> [Objetivo de la tarea]
Reescribe el listado completo sustituyendo "Find" por "Locate" y deja todo lo demás igual.

> [Registros del conjunto]
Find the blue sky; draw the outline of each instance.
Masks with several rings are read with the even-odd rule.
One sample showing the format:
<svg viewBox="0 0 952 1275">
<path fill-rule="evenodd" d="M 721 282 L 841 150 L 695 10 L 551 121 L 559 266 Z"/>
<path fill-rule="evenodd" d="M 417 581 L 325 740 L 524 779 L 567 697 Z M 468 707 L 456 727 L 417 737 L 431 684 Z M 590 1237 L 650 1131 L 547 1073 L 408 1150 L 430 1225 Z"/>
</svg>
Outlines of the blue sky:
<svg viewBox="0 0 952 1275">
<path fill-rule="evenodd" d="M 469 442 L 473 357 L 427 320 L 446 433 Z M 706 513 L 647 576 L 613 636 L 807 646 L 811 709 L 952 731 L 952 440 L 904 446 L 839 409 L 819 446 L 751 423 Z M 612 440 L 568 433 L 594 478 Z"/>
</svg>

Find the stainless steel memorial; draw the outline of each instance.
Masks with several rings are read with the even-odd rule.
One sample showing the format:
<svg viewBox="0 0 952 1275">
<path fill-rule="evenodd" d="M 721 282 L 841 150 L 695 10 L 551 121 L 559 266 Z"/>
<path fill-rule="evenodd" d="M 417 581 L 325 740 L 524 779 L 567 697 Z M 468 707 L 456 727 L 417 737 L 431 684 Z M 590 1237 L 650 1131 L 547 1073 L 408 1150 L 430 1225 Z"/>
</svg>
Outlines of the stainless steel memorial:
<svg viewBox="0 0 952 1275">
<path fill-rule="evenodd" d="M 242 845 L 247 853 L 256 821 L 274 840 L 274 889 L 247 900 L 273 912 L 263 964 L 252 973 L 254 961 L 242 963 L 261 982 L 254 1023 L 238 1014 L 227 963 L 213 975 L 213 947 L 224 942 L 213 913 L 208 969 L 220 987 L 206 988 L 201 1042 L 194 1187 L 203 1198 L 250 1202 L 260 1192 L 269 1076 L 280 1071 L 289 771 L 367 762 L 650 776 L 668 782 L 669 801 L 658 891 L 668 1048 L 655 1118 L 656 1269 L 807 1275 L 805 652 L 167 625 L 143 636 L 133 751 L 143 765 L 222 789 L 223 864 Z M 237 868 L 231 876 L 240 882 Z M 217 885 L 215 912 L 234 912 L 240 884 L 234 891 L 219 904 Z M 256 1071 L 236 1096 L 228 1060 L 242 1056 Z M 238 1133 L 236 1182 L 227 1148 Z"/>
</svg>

> [Respuesta escrita]
Locate the blue sky; draw the outline of each instance.
Masks with several rings are read with the even-odd rule.
One sample showing the format:
<svg viewBox="0 0 952 1275">
<path fill-rule="evenodd" d="M 721 282 L 841 150 L 695 10 L 551 121 L 559 266 Z"/>
<path fill-rule="evenodd" d="M 417 581 L 325 740 L 524 779 L 567 697 Z M 468 707 L 456 727 L 417 737 L 431 684 Z M 590 1237 L 650 1131 L 547 1073 L 408 1150 L 430 1225 Z"/>
</svg>
Outlines of the blue sky:
<svg viewBox="0 0 952 1275">
<path fill-rule="evenodd" d="M 469 442 L 473 357 L 427 320 L 446 433 Z M 706 513 L 647 576 L 613 636 L 807 646 L 811 709 L 952 731 L 952 440 L 904 446 L 839 409 L 819 446 L 751 423 Z M 612 440 L 568 433 L 594 478 Z"/>
</svg>

Locate the stainless steel memorial; draw the outline of each instance.
Masks with several rings are read with the even-odd rule.
One sample showing the format:
<svg viewBox="0 0 952 1275">
<path fill-rule="evenodd" d="M 721 282 L 841 150 L 695 10 L 551 121 L 559 266 Z"/>
<path fill-rule="evenodd" d="M 417 581 L 325 740 L 524 779 L 567 697 Z M 468 707 L 456 727 L 417 737 L 431 684 Z M 590 1237 L 650 1131 L 547 1073 L 408 1150 L 430 1225 Z"/>
</svg>
Outlines of the stainless steel memorial:
<svg viewBox="0 0 952 1275">
<path fill-rule="evenodd" d="M 242 845 L 247 853 L 256 821 L 274 840 L 274 889 L 247 900 L 273 912 L 263 964 L 252 973 L 254 961 L 242 963 L 261 982 L 254 1023 L 238 1014 L 227 963 L 213 975 L 213 947 L 224 942 L 213 913 L 208 969 L 220 987 L 206 988 L 201 1042 L 194 1187 L 203 1198 L 250 1202 L 260 1192 L 269 1076 L 280 1071 L 289 771 L 367 762 L 650 776 L 668 782 L 669 801 L 658 891 L 668 1048 L 655 1118 L 656 1269 L 807 1275 L 805 652 L 167 625 L 143 636 L 133 751 L 143 765 L 222 789 L 223 864 Z M 237 868 L 231 876 L 240 882 Z M 217 885 L 215 912 L 234 912 L 240 884 L 234 891 L 219 904 Z M 256 1071 L 236 1096 L 228 1060 L 242 1056 Z M 238 1133 L 236 1182 L 227 1148 Z"/>
</svg>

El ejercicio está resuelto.